Entries shown =
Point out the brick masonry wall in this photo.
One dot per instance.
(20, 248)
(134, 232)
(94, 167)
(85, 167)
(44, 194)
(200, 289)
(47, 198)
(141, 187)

Instructions for the task = Restate each record above exactly, leaving nothing out.

Worked solution =
Point out the brick masonry wall in this photo.
One dot per instance.
(20, 248)
(134, 232)
(94, 167)
(85, 167)
(44, 194)
(200, 289)
(47, 198)
(141, 187)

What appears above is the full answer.